#### WORK INSTRUCTIONS:
1. Repeat word for word the part of the Norwegian emphasis thread starting with "David is starting" and going on through "emphasize _either _location or activity.".
2. List every distinct username that posts in the Norwegian emphasis thread.

#### SOURCE DOCUMENT:
# Norwegian: placing emphasis on one's location rather than action



## David1989

Hello,

I'm not certain as to how Norwegians usually write sentences such as these: I'm at the library studying.  I'm on the computer looking up an article.  I know I can say "Jeg studerer på biblioteket" "Jeg ser etter en artikkel på datamaskinen" but I want to put emphasis on where I'm at instead of the action.  What is the best way to translate sentences such as those?  Are there any words you have to add instead of simply changing the word order?

Tusen takk.


----------



## myšlenka

David1989 said:


> [...]but I want to put emphasis on where I'm at instead of the action.  What is the best way to translate sentences such as those?  Are there any words you have to add instead of simply changing the word order?


What is the strategy in English?


----------



## sjiraff

På biblioteket studerer jeg og slår opp en artikkel på dataen?


----------



## raumar

David, you can translate this kind of English sentences almost directly. Just add "og" before the second verb.

"I'm at the library studying" is "Jeg er på biblioteket og leser" (or "... og skriver en oppgave", or whatever you do there.) "Å studere" (without an object) usually means "to be a student", as in "Jeg studerer ved Universitetet i Oslo". It can also mean "scrutinize", but then you need an object ("Han studerte dokumentet"). Sjiraff,  "På biblioteket studerer jeg" is more like "At the library I study". 

For "I'm on the computer looking up an article", I would say "Jeg er på nettet og ser etter en artikkel". I would not translate "I'm on the computer" directly; I think "I'm online" works better in Norwegian. But if you need to translate "the computer", I would use "PCen". "Datamaskinen" is fine, but maybe not something you would say in everyday speech. I'm afraid "dataen" looks odd to me.


----------



## David1989

Thank you raumar.


----------



## myšlenka

raumar said:


> David, you can translate this kind of English sentences almost directly. Just add "og" before the second verb.
> 
> "I'm at the library studying" is "Jeg er på biblioteket og leser" [...]


Raumar, how is this adding emphasis to the location rather than the action? A mechanism where making the _verb phrase_ heavier results in emphasis on a non-verbal constituent seems very unlikely to me.


----------



## Dan2

David1989 said:


> I want to put emphasis on where I'm at instead of the action.





myšlenka said:


> What is the strategy in English?


David is starting from the assumption that "I'm studying at the library" and "I'm at the library studying" mean essentially the same thing but that the first puts emphasis on the action while the second puts emphasis on the location.  So for him, the "strategy" is changing the word order.

But I don't _think _I agree with David's analysis.  For ex., his friend phones, suggests an activity, and David says "Can't do it - I'm studying".  Friend: "Oh so you're home".  David: "No, I'm studying at the library".  The emphasis here is clearly on library.  I think _either _of his sentences can quite naturally emphasize _either _location or activity.

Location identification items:

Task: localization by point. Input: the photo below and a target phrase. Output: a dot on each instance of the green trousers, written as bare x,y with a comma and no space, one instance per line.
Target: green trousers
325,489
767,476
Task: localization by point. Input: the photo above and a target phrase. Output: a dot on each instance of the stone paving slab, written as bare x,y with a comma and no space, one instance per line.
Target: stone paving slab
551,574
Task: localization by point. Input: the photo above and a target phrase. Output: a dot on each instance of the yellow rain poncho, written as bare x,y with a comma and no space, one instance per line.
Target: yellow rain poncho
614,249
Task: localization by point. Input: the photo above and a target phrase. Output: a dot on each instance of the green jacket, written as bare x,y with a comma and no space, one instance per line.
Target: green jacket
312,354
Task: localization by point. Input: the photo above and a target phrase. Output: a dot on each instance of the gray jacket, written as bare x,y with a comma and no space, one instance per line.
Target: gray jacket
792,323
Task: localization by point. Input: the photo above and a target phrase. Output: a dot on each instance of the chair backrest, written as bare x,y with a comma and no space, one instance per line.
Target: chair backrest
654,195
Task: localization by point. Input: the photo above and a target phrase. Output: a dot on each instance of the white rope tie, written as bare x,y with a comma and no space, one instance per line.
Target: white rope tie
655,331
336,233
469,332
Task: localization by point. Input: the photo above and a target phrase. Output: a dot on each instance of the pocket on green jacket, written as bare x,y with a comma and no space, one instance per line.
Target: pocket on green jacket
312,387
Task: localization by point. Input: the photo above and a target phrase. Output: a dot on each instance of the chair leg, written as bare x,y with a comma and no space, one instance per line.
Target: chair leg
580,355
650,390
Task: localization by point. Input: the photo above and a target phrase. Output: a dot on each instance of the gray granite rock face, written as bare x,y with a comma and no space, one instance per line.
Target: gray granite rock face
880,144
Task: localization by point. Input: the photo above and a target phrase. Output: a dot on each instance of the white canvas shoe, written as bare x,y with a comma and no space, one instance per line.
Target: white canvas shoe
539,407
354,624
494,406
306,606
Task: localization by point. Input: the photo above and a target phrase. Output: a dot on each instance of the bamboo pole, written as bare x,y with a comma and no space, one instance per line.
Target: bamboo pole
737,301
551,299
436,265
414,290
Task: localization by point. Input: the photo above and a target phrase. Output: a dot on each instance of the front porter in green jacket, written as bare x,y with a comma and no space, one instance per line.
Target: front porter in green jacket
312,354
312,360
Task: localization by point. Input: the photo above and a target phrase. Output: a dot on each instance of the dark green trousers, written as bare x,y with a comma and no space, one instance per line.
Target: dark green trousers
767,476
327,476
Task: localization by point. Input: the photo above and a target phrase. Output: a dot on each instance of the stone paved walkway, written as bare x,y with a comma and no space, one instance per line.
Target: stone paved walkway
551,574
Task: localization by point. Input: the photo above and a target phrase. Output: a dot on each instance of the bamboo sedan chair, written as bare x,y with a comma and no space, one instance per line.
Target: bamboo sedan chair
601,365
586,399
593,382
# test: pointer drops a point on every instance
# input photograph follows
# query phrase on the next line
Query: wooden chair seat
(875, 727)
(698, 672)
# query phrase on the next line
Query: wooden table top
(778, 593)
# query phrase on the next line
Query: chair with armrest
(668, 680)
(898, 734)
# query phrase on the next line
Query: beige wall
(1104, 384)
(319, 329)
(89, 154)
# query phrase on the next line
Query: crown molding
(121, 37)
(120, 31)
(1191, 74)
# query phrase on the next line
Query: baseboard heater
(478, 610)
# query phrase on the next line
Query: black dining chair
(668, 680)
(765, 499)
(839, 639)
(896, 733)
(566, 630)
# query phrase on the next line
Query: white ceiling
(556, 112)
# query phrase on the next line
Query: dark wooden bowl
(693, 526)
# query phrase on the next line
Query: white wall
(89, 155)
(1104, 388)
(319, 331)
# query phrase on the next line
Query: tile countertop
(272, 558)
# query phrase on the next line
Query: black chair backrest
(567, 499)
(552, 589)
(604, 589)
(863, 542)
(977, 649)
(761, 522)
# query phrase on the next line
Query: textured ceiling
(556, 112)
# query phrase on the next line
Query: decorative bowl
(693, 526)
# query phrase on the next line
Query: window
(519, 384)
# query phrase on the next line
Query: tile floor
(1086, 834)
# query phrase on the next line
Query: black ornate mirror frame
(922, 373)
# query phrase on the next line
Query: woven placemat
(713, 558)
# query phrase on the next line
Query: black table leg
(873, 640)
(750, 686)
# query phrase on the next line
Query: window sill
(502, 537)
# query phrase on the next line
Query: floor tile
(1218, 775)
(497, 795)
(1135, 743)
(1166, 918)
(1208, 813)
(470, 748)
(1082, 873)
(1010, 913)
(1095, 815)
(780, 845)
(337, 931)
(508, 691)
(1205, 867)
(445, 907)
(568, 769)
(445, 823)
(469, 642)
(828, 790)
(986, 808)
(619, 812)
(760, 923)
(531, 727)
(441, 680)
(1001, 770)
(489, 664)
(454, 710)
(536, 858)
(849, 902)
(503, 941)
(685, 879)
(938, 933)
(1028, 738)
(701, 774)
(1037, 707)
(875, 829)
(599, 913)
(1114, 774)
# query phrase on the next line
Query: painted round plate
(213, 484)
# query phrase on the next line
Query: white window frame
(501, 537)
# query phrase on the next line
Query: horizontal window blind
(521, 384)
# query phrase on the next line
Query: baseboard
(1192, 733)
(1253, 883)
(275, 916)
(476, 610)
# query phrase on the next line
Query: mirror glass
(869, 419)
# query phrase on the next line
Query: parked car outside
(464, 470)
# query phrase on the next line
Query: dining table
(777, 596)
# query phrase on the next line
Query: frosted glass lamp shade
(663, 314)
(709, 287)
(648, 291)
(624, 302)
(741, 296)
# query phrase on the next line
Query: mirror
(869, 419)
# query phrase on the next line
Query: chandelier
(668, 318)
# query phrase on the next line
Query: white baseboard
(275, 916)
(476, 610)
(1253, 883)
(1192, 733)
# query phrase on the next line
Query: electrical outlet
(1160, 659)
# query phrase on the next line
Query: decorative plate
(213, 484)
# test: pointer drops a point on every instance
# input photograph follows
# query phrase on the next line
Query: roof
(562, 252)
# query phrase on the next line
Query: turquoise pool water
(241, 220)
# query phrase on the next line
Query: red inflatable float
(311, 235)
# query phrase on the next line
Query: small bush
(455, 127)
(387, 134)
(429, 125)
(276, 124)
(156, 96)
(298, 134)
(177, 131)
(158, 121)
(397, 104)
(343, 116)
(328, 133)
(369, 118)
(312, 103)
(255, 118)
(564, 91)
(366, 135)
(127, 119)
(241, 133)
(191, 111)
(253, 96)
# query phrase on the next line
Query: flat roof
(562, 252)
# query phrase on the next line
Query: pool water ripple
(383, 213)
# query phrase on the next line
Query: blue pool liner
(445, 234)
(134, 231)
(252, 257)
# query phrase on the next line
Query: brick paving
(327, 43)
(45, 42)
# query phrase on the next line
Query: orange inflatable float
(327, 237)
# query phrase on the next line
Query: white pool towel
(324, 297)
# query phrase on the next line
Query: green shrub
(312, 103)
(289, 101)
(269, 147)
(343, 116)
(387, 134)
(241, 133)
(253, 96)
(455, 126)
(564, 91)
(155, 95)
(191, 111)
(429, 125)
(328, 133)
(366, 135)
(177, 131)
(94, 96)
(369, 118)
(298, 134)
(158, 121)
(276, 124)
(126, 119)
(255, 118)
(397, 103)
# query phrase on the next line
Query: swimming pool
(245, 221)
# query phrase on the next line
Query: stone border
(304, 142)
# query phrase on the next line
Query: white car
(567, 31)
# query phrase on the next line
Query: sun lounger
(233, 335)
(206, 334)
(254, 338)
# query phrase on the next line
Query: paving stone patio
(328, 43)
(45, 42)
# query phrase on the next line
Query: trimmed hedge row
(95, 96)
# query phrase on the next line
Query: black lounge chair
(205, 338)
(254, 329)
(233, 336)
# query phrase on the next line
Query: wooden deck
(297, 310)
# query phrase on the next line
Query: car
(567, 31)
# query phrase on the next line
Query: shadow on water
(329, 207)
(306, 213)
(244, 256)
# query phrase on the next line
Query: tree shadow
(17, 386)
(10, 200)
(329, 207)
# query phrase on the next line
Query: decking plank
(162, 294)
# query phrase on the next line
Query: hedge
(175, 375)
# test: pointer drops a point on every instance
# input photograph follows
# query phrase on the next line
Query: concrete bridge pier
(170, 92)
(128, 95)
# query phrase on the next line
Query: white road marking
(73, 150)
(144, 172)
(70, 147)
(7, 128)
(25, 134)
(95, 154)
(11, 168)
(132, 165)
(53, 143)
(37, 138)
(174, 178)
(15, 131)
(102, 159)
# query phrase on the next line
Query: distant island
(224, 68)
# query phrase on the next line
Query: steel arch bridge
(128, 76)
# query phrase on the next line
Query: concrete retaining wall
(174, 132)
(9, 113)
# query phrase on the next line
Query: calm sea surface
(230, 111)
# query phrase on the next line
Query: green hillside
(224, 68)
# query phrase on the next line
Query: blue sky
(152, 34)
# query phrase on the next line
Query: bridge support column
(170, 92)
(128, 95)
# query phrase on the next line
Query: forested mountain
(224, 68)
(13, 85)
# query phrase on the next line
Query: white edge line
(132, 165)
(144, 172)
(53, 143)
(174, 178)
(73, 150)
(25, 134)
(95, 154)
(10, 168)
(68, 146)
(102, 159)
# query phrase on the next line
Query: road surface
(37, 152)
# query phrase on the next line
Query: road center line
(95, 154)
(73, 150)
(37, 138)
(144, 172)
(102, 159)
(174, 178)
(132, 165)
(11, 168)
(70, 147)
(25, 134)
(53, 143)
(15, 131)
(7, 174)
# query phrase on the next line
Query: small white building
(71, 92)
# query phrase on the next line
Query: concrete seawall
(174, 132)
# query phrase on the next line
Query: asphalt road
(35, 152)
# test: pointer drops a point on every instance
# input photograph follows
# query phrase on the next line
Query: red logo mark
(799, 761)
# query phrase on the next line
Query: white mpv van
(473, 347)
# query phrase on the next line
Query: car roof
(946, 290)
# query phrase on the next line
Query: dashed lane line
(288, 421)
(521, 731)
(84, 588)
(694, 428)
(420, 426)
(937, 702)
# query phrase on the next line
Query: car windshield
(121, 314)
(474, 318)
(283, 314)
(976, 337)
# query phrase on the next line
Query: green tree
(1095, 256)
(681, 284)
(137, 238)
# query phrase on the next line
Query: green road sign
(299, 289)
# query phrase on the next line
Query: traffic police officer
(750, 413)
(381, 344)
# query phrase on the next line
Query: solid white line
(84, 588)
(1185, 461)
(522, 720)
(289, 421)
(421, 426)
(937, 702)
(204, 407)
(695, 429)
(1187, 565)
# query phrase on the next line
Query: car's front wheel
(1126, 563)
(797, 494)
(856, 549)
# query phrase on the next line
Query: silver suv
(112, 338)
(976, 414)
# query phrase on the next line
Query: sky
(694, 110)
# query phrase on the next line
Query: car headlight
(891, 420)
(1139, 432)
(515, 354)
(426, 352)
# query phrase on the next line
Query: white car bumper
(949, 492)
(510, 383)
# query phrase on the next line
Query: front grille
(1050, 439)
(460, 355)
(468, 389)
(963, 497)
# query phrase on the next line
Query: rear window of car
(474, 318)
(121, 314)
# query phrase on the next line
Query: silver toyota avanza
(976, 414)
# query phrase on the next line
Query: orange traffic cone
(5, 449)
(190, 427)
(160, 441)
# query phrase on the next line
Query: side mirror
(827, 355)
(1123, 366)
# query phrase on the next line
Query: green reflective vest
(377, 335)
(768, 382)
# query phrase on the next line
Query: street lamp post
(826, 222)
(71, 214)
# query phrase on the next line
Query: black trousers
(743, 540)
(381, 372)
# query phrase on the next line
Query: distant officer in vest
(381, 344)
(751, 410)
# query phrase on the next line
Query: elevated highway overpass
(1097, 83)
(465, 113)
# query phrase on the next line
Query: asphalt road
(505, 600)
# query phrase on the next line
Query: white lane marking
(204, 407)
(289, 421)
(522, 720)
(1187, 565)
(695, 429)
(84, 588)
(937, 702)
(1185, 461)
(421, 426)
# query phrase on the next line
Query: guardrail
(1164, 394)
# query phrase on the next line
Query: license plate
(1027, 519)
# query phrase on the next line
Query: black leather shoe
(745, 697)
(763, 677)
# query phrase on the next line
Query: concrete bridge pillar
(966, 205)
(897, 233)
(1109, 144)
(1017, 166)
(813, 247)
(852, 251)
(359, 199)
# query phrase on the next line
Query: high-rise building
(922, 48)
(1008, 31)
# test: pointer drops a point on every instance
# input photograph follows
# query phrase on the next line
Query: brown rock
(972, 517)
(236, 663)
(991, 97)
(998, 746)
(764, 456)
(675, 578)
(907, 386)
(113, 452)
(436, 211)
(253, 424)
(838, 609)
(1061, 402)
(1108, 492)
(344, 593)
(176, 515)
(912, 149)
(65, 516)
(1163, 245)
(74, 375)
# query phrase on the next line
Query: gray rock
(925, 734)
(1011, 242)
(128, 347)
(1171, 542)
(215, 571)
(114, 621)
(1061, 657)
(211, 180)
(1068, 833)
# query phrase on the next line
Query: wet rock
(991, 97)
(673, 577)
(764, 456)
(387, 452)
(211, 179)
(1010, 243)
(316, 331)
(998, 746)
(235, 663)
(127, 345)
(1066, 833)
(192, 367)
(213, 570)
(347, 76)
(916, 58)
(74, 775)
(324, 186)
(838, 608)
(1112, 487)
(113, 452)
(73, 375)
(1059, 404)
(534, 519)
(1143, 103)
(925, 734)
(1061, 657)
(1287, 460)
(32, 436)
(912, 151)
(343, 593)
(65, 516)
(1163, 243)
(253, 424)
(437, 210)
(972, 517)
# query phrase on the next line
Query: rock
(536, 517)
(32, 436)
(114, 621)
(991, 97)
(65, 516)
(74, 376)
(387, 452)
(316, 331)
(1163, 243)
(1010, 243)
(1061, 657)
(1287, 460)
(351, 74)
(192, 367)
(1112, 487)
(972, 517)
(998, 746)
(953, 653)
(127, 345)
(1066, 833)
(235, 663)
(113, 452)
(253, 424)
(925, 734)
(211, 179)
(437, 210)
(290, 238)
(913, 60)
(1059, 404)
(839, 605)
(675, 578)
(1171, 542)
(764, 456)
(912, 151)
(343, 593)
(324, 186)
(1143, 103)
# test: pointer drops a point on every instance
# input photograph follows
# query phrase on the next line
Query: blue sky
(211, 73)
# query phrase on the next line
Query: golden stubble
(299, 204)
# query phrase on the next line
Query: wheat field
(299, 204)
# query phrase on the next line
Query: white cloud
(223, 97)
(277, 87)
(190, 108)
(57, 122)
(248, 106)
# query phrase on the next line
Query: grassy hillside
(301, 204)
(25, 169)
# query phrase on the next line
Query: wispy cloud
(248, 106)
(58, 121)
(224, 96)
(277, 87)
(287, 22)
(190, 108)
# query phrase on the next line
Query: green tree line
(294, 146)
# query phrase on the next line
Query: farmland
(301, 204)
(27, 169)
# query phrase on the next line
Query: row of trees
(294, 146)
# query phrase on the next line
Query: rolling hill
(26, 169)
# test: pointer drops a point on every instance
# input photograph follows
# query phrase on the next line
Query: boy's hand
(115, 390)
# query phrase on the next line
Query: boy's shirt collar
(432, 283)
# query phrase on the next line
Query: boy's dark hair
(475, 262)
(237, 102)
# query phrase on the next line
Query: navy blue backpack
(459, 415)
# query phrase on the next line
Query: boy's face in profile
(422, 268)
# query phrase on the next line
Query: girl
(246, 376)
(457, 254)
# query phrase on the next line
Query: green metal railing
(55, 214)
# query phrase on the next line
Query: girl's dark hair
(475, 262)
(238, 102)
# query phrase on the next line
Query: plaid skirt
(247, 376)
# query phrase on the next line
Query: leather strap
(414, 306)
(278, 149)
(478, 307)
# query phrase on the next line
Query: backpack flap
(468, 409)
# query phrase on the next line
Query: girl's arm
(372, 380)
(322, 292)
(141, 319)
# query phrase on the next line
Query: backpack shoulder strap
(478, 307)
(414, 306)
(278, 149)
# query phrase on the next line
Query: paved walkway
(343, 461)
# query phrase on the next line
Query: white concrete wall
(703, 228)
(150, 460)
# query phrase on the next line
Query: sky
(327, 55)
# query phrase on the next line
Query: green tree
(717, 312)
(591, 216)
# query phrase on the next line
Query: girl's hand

#### TASK-BY-TASK ANSWERS:
1.
David is starting from the assumption that "I'm studying at the library" and "I'm at the library studying" mean essentially the same thing but that the first puts emphasis on the action while the second puts emphasis on the location.  So for him, the "strategy" is changing the word order.

But I don't _think _I agree with David's analysis.  For ex., his friend phones, suggests an activity, and David says "Can't do it - I'm studying".  Friend: "Oh so you're home".  David: "No, I'm studying at the library".  The emphasis here is clearly on library.  I think _either _of his sentences can quite naturally emphasize _either _location or activity.

2.
David1989
myšlenka
sjiraff
raumar
Dan2